>>>

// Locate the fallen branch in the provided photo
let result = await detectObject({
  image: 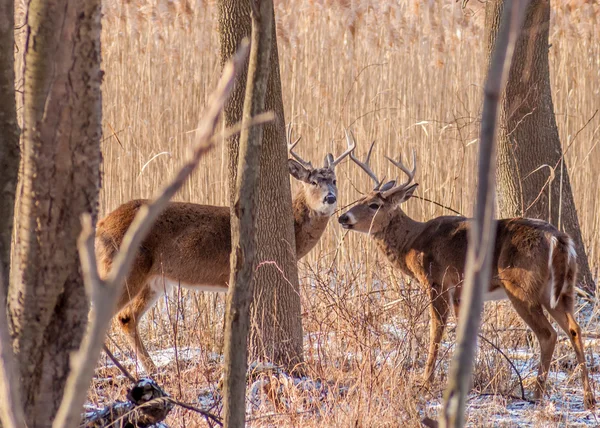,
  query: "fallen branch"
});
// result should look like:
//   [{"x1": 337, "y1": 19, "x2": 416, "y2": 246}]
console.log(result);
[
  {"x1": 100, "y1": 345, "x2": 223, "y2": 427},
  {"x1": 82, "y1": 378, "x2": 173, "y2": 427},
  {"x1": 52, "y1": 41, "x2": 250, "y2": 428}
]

<<<
>>>

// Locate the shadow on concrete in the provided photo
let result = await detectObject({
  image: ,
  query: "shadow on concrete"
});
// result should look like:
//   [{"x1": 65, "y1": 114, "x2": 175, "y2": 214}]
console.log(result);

<<<
>>>

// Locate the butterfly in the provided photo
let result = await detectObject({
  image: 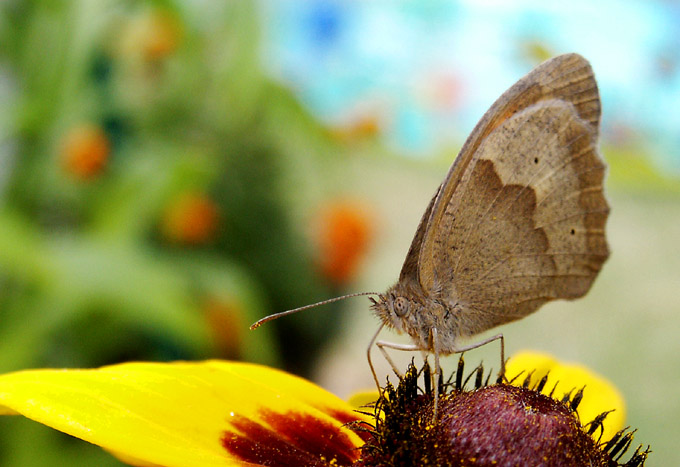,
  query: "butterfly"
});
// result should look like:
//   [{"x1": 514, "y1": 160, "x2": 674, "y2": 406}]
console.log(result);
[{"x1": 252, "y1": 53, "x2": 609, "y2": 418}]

<<<

## WHAT IS NEEDED
Say how many lines of the entries above hold the string "photo", and say nothing besides the number.

## SOLUTION TO THIS TASK
3